**DIRECTION**
Format the items below as a numbered list, omitting blank lines. Leave the pictures out of the answer.

(Stored entries)
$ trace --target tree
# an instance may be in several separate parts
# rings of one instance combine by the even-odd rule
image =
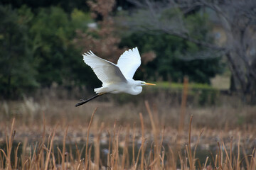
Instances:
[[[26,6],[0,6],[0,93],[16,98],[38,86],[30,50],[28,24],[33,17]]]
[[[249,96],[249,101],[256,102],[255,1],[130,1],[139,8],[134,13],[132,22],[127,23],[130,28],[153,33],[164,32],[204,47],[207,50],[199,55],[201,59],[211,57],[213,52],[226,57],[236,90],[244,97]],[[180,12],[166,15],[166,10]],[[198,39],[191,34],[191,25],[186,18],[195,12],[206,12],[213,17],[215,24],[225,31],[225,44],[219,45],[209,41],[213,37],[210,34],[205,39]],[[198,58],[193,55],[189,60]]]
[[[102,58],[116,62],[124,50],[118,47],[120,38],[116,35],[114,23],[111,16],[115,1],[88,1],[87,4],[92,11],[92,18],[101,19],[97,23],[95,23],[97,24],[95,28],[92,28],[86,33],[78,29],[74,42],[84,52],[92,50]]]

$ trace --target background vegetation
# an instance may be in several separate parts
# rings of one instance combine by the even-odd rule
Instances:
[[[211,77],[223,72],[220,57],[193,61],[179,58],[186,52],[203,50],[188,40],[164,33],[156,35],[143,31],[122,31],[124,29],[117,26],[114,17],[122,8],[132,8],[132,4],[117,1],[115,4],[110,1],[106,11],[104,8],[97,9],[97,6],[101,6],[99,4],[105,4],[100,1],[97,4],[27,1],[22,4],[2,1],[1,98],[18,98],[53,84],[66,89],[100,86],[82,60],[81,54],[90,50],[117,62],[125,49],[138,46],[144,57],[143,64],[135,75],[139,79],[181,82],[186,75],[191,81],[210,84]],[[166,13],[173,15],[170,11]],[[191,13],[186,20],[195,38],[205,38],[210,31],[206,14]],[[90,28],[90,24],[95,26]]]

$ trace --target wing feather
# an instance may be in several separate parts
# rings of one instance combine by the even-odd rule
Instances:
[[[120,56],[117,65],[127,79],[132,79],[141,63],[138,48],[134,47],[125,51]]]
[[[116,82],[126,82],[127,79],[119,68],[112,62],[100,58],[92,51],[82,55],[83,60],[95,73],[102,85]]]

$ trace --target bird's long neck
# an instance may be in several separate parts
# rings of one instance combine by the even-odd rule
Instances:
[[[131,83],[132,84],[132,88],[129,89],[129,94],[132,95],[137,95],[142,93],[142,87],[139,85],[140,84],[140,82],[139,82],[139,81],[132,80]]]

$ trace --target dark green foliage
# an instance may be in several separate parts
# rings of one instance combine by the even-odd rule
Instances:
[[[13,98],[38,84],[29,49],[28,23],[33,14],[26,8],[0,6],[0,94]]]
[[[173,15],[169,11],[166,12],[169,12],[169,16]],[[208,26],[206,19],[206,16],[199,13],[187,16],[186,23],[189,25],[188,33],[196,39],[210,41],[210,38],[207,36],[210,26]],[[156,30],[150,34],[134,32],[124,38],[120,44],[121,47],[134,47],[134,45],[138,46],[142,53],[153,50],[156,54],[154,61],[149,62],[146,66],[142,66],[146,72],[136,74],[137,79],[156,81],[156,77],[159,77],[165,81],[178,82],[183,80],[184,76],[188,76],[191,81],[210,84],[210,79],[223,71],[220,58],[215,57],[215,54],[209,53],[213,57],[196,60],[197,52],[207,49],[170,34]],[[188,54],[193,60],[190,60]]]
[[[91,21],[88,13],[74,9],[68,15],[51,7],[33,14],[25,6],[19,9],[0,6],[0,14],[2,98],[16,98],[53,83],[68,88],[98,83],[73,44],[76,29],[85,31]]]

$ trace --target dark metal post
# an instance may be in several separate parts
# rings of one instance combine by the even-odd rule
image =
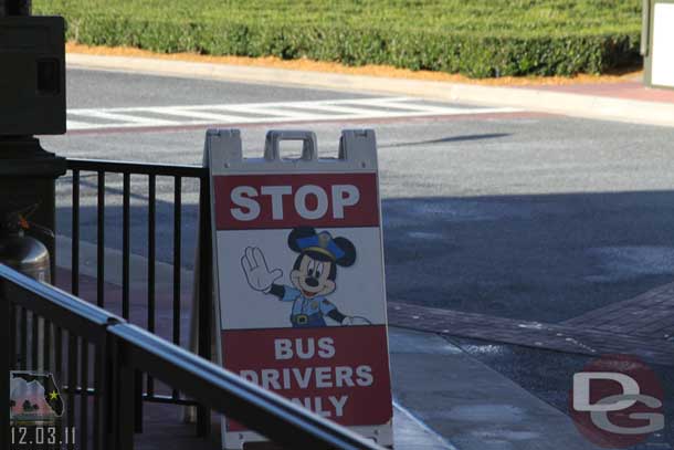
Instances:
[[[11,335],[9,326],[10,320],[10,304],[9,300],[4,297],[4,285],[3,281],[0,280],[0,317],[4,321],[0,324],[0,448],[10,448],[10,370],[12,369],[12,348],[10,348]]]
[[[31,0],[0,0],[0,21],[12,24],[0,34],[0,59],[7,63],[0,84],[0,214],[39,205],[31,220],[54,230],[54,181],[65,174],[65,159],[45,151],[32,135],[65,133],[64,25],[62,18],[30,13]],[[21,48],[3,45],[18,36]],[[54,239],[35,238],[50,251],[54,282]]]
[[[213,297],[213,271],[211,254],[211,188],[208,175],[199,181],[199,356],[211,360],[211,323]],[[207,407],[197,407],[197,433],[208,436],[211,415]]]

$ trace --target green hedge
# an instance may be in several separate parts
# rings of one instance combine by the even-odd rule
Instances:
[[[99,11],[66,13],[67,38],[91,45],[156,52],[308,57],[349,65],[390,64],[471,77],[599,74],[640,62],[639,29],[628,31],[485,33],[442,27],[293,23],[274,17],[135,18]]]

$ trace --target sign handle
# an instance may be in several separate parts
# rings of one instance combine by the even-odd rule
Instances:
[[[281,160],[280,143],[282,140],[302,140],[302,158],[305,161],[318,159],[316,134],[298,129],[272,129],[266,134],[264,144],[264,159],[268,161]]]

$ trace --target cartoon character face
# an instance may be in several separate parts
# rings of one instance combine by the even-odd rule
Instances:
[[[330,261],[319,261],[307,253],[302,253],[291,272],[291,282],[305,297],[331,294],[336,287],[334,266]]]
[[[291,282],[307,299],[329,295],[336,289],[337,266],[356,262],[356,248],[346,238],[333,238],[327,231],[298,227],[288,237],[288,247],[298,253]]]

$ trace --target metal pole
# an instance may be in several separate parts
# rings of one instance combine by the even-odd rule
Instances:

**ANSWER IN FULL**
1. $ trace --target tree
2. # an instance may be in several separate parts
3. # rings of one instance combine by the even-odd rule
4. image =
5. Instances:
6. [[[26,6],[0,6],[0,93],[16,98],[38,86],[30,50],[28,24],[33,17]]]
7. [[[249,96],[249,101],[256,102],[255,1],[130,1],[139,8],[134,13],[132,22],[127,23],[130,28],[153,33],[164,32],[204,47],[207,50],[199,55],[201,59],[211,57],[213,52],[226,57],[236,90],[244,97]],[[180,12],[166,15],[166,10]],[[198,39],[191,34],[191,25],[186,18],[195,12],[206,12],[213,17],[215,24],[225,31],[225,44],[219,45],[209,41],[213,37],[210,34],[205,39]],[[198,58],[193,55],[189,60]]]
8. [[[102,58],[116,62],[124,50],[118,47],[120,38],[116,35],[114,23],[111,16],[115,1],[88,1],[87,4],[92,11],[92,18],[101,19],[97,23],[95,23],[97,24],[95,28],[92,28],[86,33],[78,29],[74,42],[84,52],[92,50]]]
9. $ trace --target background vegetation
10. # an instance may be in several separate parts
11. # rings of one instance combine by the even-odd rule
12. Instances:
13. [[[211,77],[223,72],[220,57],[193,61],[179,58],[186,52],[203,50],[188,40],[164,33],[156,35],[143,31],[122,31],[124,29],[117,26],[114,17],[122,8],[132,8],[132,4],[117,1],[115,4],[110,1],[106,11],[104,8],[97,9],[97,6],[101,6],[99,4],[105,4],[100,1],[97,4],[27,1],[22,4],[2,1],[1,98],[18,98],[53,84],[66,89],[100,86],[82,60],[81,54],[90,50],[117,62],[125,49],[138,46],[144,57],[143,64],[135,75],[139,79],[181,82],[186,75],[191,81],[210,84]],[[166,13],[173,15],[170,11]],[[191,13],[186,20],[195,38],[205,38],[210,31],[206,14]],[[90,28],[90,24],[95,26]]]
14. $ trace --target wing feather
15. # an instance may be in several separate parts
16. # rings of one instance combine by the even-odd rule
17. Instances:
18. [[[120,56],[117,65],[127,79],[132,79],[141,63],[138,48],[134,47],[125,51]]]
19. [[[116,82],[126,82],[127,79],[119,68],[112,62],[100,58],[92,51],[82,55],[83,60],[95,73],[102,85]]]
20. $ trace --target bird's long neck
21. # an instance may be in several separate parts
22. # rings of one instance combine by the even-odd rule
23. Instances:
24. [[[131,83],[132,84],[132,88],[129,89],[129,94],[132,95],[137,95],[142,93],[142,87],[139,85],[140,84],[140,82],[139,82],[139,81],[132,80]]]
25. $ trace --target dark green foliage
26. # an instance may be in several separate parts
27. # rings of one instance combine by the even-odd rule
28. Instances:
29. [[[13,98],[38,84],[29,49],[28,23],[33,14],[26,8],[0,6],[0,94]]]
30. [[[173,15],[169,11],[166,12],[169,12],[169,16]],[[208,26],[206,19],[206,16],[199,13],[187,16],[186,23],[189,25],[188,33],[196,39],[210,41],[210,38],[207,36],[210,26]],[[156,30],[150,34],[134,32],[124,38],[120,44],[121,47],[134,47],[134,45],[138,46],[142,53],[153,50],[156,54],[154,61],[149,62],[146,66],[142,66],[146,72],[136,74],[137,79],[156,81],[156,77],[159,77],[165,81],[178,82],[183,80],[184,76],[188,76],[191,81],[210,84],[210,79],[223,71],[220,58],[215,57],[215,54],[209,53],[213,57],[196,60],[197,52],[207,49],[170,34]],[[188,54],[193,60],[190,60]]]
31. [[[91,21],[88,13],[74,9],[68,15],[51,7],[33,14],[25,6],[19,9],[0,6],[0,14],[2,98],[16,98],[53,83],[68,88],[98,83],[73,44],[76,29],[85,31]]]
32. $ trace --target dark metal post
33. # an instance may be in several separate parts
34. # rings of one instance combine by the even-odd rule
35. image =
36. Instances:
37. [[[11,335],[9,326],[10,320],[10,304],[9,300],[4,297],[4,285],[3,281],[0,280],[0,317],[4,321],[0,324],[0,448],[10,448],[10,370],[12,369],[12,348],[10,348]]]
38. [[[31,0],[0,0],[0,21],[12,24],[0,34],[0,59],[7,63],[0,84],[0,214],[39,205],[31,220],[54,230],[54,181],[65,174],[65,159],[45,151],[32,135],[65,133],[64,25],[62,18],[30,13]],[[21,48],[3,45],[18,36]],[[54,239],[35,238],[50,251],[54,282]]]
39. [[[213,297],[213,271],[211,254],[211,188],[208,175],[199,181],[199,356],[211,360],[211,323]],[[207,407],[197,407],[197,433],[208,436],[211,415]]]
40. $ trace --target green hedge
41. # an instance may be in several separate parts
42. # rings of one instance combine by the even-odd rule
43. Instances:
44. [[[99,11],[66,13],[67,38],[91,45],[156,52],[308,57],[349,65],[390,64],[471,77],[599,74],[640,62],[639,29],[628,31],[485,33],[442,27],[293,23],[274,17],[135,18]]]
45. $ trace --target sign handle
46. # an instance may be in several separate parts
47. # rings of one instance combine by the even-odd rule
48. Instances:
49. [[[281,160],[280,143],[282,140],[302,140],[302,158],[305,161],[318,159],[316,134],[298,129],[272,129],[266,134],[264,144],[264,159],[268,161]]]
50. $ trace --target cartoon character face
51. # an instance may be in several separate parts
52. # rings of one instance combine by the even-odd rule
53. Instances:
54. [[[330,261],[319,261],[307,253],[302,253],[291,272],[291,282],[305,297],[331,294],[336,287],[334,266]]]
55. [[[291,282],[307,299],[329,295],[336,289],[337,266],[356,262],[356,248],[346,238],[333,238],[327,231],[298,227],[288,237],[288,247],[298,253]]]
56. $ trace --target metal pole
57. # an instance may be in several separate parts
58. # rings of one instance combine by the even-odd rule
59. Instances:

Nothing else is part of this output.